> _EXERCISE REQUIREMENTS_
(A) Answer these questions using the passage on Photoshop and photo manipulation.
(i) What did photographers do to light areas of an image during processing, and for what purpose?
(ii) Which type of photographic paper was reserved for women?
(iii) Which iteration of Photoshop did Adobe release this month, and what is it formally called?
(B) Continue the passage on Photoshop and photo manipulation from its final sentence.
** BEGIN PASSAGE SHOWN **
Certainly, Photoshop should never be used in journalism. But for general photo enthusiasts, the benefits of Photoshop are endless. Take a gray, underexposed image and let Photoshop add sunshine to infuse it with color. Transform a landscape into an impressionist dreamscape, patch a photo filled with scratch marks and make it look like it was taken yesterday. Iron out those wrinkles on Grandpa's mug, remove pimples from a teenage daughter's cheeks, insert an absent uncle into a family reunion photo.
Since film was invented, photographers have manipulated images. They "burned" light areas of an image during processing to bring out more detail and "dodged" dark regions to allow hidden elements to be seen.
They printed images of males on high-contrast photographic paper to emphasize the rugged textures of an unshaven face, while reserving low-contrast paper for softer, flattering skin tones for women. They used telephoto lenses to increase the size of the moon over a quiet ocean and slowed the camera's shutter speed to highlight the motion of a running ball player. These -- and so much more -- can all now be done digitally.
Adobe this month released its 12th iteration of Photoshop, formally called CS6.
** END PASSAGE SHOWN **
** BEGIN EXTRACTED ENTRIES **
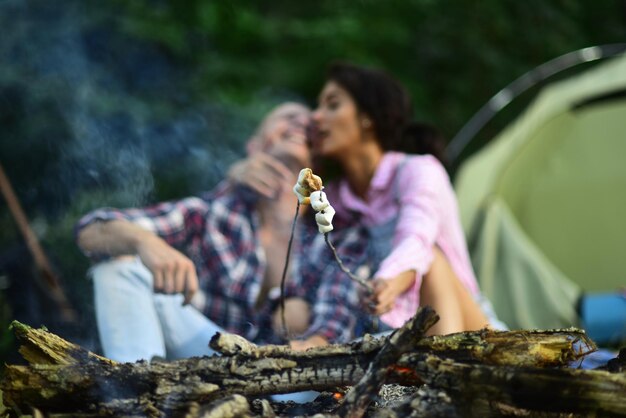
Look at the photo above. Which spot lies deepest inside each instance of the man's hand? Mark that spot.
(312, 341)
(262, 173)
(387, 291)
(173, 272)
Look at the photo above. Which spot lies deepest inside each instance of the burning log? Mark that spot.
(472, 369)
(399, 343)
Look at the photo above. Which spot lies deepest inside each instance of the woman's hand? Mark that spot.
(173, 271)
(387, 291)
(262, 173)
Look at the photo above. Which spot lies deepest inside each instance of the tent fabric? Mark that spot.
(544, 204)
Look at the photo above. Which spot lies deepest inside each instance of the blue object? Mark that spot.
(603, 316)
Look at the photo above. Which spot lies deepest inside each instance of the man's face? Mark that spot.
(283, 134)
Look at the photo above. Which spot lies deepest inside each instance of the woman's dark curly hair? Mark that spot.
(387, 104)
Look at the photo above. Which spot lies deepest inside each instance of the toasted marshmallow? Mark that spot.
(319, 201)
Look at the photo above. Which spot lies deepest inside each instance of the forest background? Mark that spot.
(124, 103)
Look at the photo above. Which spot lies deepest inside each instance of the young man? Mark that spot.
(176, 273)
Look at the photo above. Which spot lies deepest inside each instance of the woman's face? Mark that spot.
(338, 131)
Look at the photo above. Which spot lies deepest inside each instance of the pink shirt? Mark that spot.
(427, 214)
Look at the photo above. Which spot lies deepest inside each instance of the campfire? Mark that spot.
(482, 373)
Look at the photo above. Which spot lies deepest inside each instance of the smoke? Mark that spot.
(103, 115)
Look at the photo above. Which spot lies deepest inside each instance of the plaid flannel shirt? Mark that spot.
(218, 231)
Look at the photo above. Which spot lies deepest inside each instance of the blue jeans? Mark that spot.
(135, 323)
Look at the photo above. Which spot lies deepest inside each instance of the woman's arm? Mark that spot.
(422, 184)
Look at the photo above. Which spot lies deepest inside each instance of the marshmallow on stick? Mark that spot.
(308, 189)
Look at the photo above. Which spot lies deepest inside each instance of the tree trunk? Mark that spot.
(479, 367)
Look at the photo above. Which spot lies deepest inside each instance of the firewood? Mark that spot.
(74, 381)
(400, 342)
(563, 390)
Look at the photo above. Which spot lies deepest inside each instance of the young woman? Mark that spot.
(416, 247)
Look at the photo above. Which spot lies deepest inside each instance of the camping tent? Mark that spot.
(544, 204)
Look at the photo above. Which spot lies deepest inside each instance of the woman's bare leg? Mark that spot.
(442, 290)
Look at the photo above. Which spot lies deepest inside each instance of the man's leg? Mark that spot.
(126, 316)
(135, 323)
(186, 331)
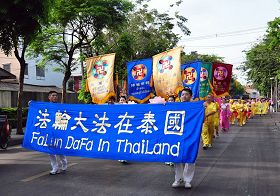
** END EXTRACTED ENTRIES **
> _SET OF ANSWERS_
(A)
(i) They "burned" the light areas to bring out more detail.
(ii) Low-contrast paper, for softer, flattering skin tones.
(iii) The 12th iteration, formally called CS6.

(B)
It added some new features -- including a cool "content-aware move" tool that will lift an object and place it elsewhere on the photo, patching the vacant spot and seamlessly relocating it -- and boosted the speed of many popular procedures, allowing more image manipulations to be viewed in real time.
Some of my favorite Photoshop features, new and old ones that have been improved, are:
* An improved High Dynamic Range tool lets you blend three images shot in rapid succession, each with a different exposure value, to create an almost surreal, brilliantly colored composite. New adjustments allow for a wider range of effects.
* A new Bokeh blur filter lets you reproduce the attractive effect of surrounding a sharp subject with an exaggerated, blurry surrounding of bubbly, watercolor hues.
* The Spot Healing tool is invaluable for deleting blemishes, obstructions, discolorations and other unwanted artifacts from an image and replacing them with samples of surrounding pixels of the same color, exposure value and texture.
* Filters such as cross-hatch, spatter, pastels, watercolor, each one capable of transforming average images into works of art and beauty.
* The Vibrancy tool removes mist, fog and color casts that blunt images and transforms delicate, light shadings into robust fireworks.
I've been recommending free Photoshop alternatives for years in this column because I know Photoshop's $700 price tag exceeds most of our budgets.
But listen to this: Adobe is offering a beta version - a solid, full-fledged copy but not the final version -- of Photoshop CS6 for free. It'll be good for at least several months, possibly longer, and expire when the official release is posted, at which time you'll need to pay to continue to use it. It's a great chance to familiarize yourself with the world's best photo imaging software.
Grab your free copy at adobe.com.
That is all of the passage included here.